__Work to be completed__
Rewrite the part of the personal account starting at "By now, I was" and ending at "Oh well, hindsight.", putting "studio apartment" in place of "small apartment".

__Text passage__
◇ ◇ ◇ ◇ ◇ ◇ ◇

This time was worse, and he had a pacemaker put in. I stuck around until dad was better, and then a friend that i worked with in Ohio called me. She was now a manager in her own store, and she wanted to come and pick me up, take me to ohio to work for her. I’d live with them and work for her, and I’d be in akron ohio.

Working at yet another gas station. yay. LOL. As I worked there, I had regular customers. Dave came in every morning and got orange juice. He came in every evening with his wife Gloria and played the lottery. After awhile, they came in with their daughter Diana. We hit it off right away. We started dating. They let me move in. I was nearly 20, she was 17. He got me a maintenance job at the Akron Jewish Center, and he was my boss. He took a night job cleaning office buildings in the evenings. He got me a job working under him there as well. I was a supervisor. I got engaged to Diana, though we fought often. Her father found out we were having sex and went ballistic. He practically disappeared for a weekend. We were ok after that, but I moved out anyway. Diana’s grandmother passed soon after, and her parents asked me to go with them to the house to secure it, and stuff. Diana had spent the weekend with her cousin, and every time she did, she came back with a massive attitude, and we fought again in her deceased grandmothers kitchen, in front of her mom while her dad was downstairs. I told Di about her attitude, and about where I thought she got it, and she got pissed off, turned around and grabbed a knife off the kitchen counter and proceeded to threaten me with it. I was fucking irate….i was NOT backing down, and I took a step forward…her mother grabbed me from behind, knowing that if I got to Di, I was going to shove that knife down her throat. No one threated me like that, not after what I put up with in high school. Never again. Her father appeared out of nowhere, and literally “flicked” Di into the living room, where she proceeded to try to cut him….he finally got the knife away, and somewhat calmed her down. I left. Soon after, I went to their house to break up with her. It was not pretty, not one bit.

By now, I was living in a small apartment in akron, near barberton. I decided to quit my jobs, because Diana would often accompany her father to work and help out. He said I didn’t have to, but I didn’t feel right working for my exes father, and running into her at work occasionally. I should not have quit, that was one of the best jobs I’ve ever had. Oh well, hindsight.

So there, i have filled in about my high school and -between years, and I have caught up to where I left off in the Chapter 1…:) Hope you enjoy, and more to come.

◇ ◇ ◇ ◇ ◇ ◇ ◇

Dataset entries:

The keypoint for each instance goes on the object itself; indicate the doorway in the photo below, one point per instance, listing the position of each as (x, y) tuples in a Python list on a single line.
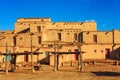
[(107, 53)]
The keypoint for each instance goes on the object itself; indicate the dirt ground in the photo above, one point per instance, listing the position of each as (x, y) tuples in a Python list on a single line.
[(91, 72)]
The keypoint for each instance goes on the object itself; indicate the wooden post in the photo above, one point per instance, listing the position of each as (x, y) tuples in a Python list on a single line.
[(55, 58), (32, 65), (38, 59), (80, 62), (6, 62)]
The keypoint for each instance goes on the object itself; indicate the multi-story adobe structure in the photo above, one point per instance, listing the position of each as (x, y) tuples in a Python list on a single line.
[(95, 44)]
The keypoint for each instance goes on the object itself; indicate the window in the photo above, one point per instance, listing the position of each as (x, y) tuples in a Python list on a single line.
[(80, 38), (59, 36), (39, 39), (95, 38), (68, 33), (75, 36), (38, 28), (14, 41)]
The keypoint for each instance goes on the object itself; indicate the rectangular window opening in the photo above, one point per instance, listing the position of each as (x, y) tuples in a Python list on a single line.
[(95, 38), (59, 36), (39, 39)]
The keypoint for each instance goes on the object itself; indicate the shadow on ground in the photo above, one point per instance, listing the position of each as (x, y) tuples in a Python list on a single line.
[(106, 73)]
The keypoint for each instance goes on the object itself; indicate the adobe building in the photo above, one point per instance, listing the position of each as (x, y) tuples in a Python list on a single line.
[(41, 35)]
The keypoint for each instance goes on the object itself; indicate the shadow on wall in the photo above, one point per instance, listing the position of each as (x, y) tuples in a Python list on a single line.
[(115, 54), (106, 73)]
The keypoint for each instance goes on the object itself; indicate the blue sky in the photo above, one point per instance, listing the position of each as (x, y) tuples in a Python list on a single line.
[(105, 12)]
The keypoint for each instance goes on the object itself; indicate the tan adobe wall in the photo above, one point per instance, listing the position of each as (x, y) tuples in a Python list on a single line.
[(116, 36), (33, 19), (66, 35), (84, 26), (102, 37), (95, 51)]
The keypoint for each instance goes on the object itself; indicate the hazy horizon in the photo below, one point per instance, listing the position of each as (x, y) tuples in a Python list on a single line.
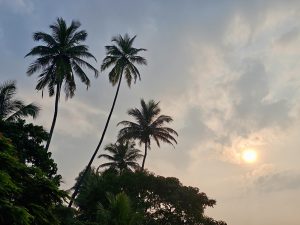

◇ ◇ ◇ ◇ ◇ ◇ ◇

__Written response__
By now, I was living in a studio apartment in akron, near barberton. I decided to quit my jobs, because Diana would often accompany her father to work and help out. He said I didn’t have to, but I didn’t feel right working for my exes father, and running into her at work occasionally. I should not have quit, that was one of the best jobs I’ve ever had. Oh well, hindsight.